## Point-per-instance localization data
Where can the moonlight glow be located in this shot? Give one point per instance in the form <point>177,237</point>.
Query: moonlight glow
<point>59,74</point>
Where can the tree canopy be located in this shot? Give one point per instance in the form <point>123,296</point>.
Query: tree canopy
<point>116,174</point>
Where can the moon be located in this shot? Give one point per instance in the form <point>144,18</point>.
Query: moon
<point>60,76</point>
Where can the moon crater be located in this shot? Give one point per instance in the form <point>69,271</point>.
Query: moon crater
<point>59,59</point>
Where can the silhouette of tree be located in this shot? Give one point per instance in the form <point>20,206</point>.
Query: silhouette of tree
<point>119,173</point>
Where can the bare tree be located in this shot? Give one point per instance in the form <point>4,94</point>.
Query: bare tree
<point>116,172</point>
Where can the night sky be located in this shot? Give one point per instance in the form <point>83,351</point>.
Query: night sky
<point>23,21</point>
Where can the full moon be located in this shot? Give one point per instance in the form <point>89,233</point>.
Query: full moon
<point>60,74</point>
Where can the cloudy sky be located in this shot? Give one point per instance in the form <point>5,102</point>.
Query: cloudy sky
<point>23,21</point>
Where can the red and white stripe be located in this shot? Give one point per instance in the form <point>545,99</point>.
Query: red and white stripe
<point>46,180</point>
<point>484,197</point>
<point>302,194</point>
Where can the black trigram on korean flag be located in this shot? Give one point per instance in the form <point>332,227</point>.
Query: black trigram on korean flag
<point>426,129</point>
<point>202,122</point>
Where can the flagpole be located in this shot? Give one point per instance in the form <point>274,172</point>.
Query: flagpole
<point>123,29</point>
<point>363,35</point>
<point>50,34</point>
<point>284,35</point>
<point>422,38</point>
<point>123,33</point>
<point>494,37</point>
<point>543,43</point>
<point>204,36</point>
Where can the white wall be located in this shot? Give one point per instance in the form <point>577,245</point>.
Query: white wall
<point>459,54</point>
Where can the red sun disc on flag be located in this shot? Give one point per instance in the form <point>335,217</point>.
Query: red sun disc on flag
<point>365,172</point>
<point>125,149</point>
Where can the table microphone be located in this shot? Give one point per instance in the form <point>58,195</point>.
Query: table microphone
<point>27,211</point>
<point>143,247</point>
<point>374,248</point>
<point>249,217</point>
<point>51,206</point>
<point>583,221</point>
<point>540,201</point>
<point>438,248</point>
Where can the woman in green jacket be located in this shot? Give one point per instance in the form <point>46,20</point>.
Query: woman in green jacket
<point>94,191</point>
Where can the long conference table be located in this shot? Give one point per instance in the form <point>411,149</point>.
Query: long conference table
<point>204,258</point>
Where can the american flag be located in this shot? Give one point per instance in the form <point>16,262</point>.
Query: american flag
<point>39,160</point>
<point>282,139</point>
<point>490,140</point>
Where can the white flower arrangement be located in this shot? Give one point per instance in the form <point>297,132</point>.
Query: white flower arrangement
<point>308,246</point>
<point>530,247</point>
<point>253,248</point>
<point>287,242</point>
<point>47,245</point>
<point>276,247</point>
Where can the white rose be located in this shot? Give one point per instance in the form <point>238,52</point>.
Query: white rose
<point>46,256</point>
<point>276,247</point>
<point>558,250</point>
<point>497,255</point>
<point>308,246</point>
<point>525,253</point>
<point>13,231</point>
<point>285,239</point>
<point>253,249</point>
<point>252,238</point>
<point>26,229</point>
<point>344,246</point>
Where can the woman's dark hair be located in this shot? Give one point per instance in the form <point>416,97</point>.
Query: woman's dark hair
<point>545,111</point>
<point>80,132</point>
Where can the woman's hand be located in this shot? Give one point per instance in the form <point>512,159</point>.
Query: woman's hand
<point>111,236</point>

## Your instructions
Please return only the lines from the one that contains "Where can the woman's hand" through the final line of the entries, each exactly as written.

## Reply to the task
Where can the woman's hand be located in this shot? Give one point per instance in the form <point>512,159</point>.
Query: woman's hand
<point>111,236</point>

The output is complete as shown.